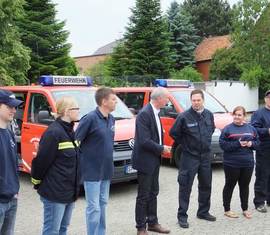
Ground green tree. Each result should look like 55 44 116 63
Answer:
0 0 30 85
167 2 200 70
109 0 172 81
18 0 78 82
233 0 270 94
183 0 233 37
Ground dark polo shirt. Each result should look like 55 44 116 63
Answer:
0 128 19 203
76 108 115 182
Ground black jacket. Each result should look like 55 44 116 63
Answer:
132 104 163 175
31 118 79 203
170 108 215 157
251 107 270 153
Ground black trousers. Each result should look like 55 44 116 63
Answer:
253 151 270 207
135 166 159 230
266 176 270 205
223 166 253 211
177 153 212 221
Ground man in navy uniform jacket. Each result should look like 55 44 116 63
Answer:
0 89 22 235
251 90 270 213
132 87 170 235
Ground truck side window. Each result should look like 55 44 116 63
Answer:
159 101 176 117
28 93 54 125
117 92 145 113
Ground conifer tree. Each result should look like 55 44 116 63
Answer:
0 0 30 85
183 0 233 37
167 2 200 70
18 0 78 82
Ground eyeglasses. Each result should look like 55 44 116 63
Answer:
68 108 80 110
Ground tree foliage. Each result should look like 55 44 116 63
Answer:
110 0 172 81
183 0 233 37
18 0 78 82
0 0 30 85
211 0 270 94
167 2 200 70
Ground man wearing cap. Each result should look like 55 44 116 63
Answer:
251 90 270 213
0 89 22 235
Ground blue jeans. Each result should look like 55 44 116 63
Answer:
84 180 110 235
40 197 75 235
0 198 17 235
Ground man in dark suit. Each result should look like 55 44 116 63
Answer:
132 87 171 235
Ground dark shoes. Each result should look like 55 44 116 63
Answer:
148 224 171 234
137 229 148 235
178 219 189 228
197 213 217 222
256 205 267 213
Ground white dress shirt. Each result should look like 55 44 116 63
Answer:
150 102 162 145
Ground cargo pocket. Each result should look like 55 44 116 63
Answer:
178 171 188 187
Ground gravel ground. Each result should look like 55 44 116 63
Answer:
15 164 270 235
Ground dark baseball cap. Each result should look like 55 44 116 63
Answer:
264 90 270 97
0 89 23 107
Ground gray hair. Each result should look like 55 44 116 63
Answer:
150 87 168 100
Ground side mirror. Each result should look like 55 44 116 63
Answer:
162 106 178 119
38 110 54 125
128 108 138 115
168 112 178 119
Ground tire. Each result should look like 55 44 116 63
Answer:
173 145 182 169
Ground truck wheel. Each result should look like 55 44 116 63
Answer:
173 145 182 169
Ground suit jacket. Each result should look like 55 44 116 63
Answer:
132 104 164 174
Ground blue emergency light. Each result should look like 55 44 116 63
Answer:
38 75 93 86
154 79 193 88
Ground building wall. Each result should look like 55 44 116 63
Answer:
74 55 107 74
196 60 211 81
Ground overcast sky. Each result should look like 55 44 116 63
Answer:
52 0 238 56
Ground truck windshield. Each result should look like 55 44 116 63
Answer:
171 91 227 113
52 90 133 120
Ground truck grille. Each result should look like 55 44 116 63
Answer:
113 140 132 152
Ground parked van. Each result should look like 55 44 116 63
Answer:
1 76 137 182
114 79 232 166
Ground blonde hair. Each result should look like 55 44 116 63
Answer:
233 106 247 116
53 96 78 118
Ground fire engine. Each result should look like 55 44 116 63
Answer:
1 75 137 182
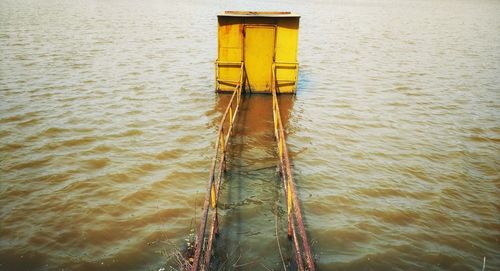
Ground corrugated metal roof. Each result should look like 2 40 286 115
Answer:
217 11 300 17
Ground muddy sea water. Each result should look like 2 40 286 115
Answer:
0 0 500 270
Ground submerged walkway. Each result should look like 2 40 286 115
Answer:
191 66 315 271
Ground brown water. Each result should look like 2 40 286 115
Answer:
0 0 500 270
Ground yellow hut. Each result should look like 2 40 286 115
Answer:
215 11 300 94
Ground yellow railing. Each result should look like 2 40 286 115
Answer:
271 65 315 271
191 62 245 271
214 60 242 91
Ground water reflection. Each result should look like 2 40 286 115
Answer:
209 94 295 270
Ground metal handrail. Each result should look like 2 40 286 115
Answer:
271 64 315 271
191 62 245 271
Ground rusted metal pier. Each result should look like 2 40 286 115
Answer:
191 11 315 271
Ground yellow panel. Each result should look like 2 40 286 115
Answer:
276 18 299 93
244 26 275 92
217 17 243 91
216 15 299 93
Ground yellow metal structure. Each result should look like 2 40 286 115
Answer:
215 11 300 94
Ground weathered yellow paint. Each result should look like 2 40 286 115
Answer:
215 11 299 94
244 25 275 92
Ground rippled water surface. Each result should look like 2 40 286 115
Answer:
0 0 500 270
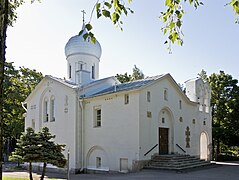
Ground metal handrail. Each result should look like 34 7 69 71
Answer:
176 144 186 153
144 144 158 156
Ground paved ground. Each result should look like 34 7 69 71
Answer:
3 163 239 180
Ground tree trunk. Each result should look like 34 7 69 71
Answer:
29 162 33 180
0 0 8 179
41 162 46 180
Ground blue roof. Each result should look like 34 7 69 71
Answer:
88 75 164 97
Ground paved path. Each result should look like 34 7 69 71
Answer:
3 163 239 180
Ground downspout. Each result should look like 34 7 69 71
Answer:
79 98 85 172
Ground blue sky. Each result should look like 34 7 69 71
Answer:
7 0 239 83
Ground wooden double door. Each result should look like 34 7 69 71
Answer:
159 127 169 154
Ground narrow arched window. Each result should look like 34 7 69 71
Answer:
163 89 168 101
91 65 95 79
50 96 55 121
179 100 182 109
69 64 71 78
43 98 49 122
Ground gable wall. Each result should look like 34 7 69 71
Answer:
25 79 78 168
84 93 139 171
139 78 211 159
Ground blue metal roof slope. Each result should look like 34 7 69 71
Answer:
86 74 164 98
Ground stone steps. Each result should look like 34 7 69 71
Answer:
145 155 212 171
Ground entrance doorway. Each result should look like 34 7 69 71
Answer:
159 128 169 154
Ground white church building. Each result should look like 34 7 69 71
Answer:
25 23 212 172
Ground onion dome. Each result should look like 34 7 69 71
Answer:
65 25 101 59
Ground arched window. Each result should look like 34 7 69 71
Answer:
69 64 71 78
50 96 55 121
91 65 95 79
179 100 182 109
163 88 168 101
43 98 49 122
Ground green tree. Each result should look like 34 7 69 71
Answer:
208 71 239 158
10 127 66 180
3 63 43 160
85 0 239 51
115 65 144 83
10 128 41 180
39 127 66 180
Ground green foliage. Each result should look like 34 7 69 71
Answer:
115 65 144 83
206 71 239 158
3 63 43 139
85 0 239 50
10 127 66 179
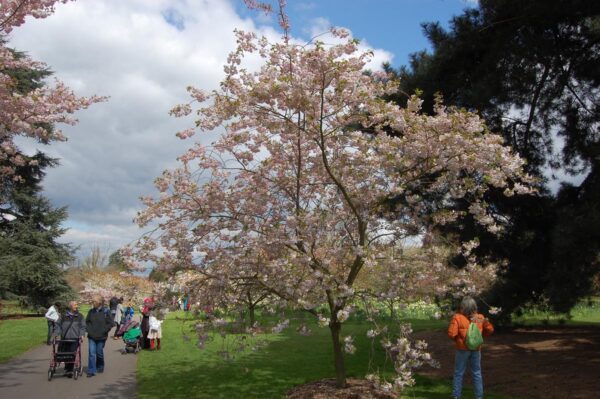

* * *

→ Deine Aufgabe
Such aus den Einträgen oben jede Zeile heraus, in der das Wort "wall" vorkommt, und schreib sie ab. Groß- und Kleinschreibung zählt.

→ Ergebnis hier
Ground building wall. Each result should look like 55 44 116 63
Ground gable wall. Each result should look like 34 7 69 71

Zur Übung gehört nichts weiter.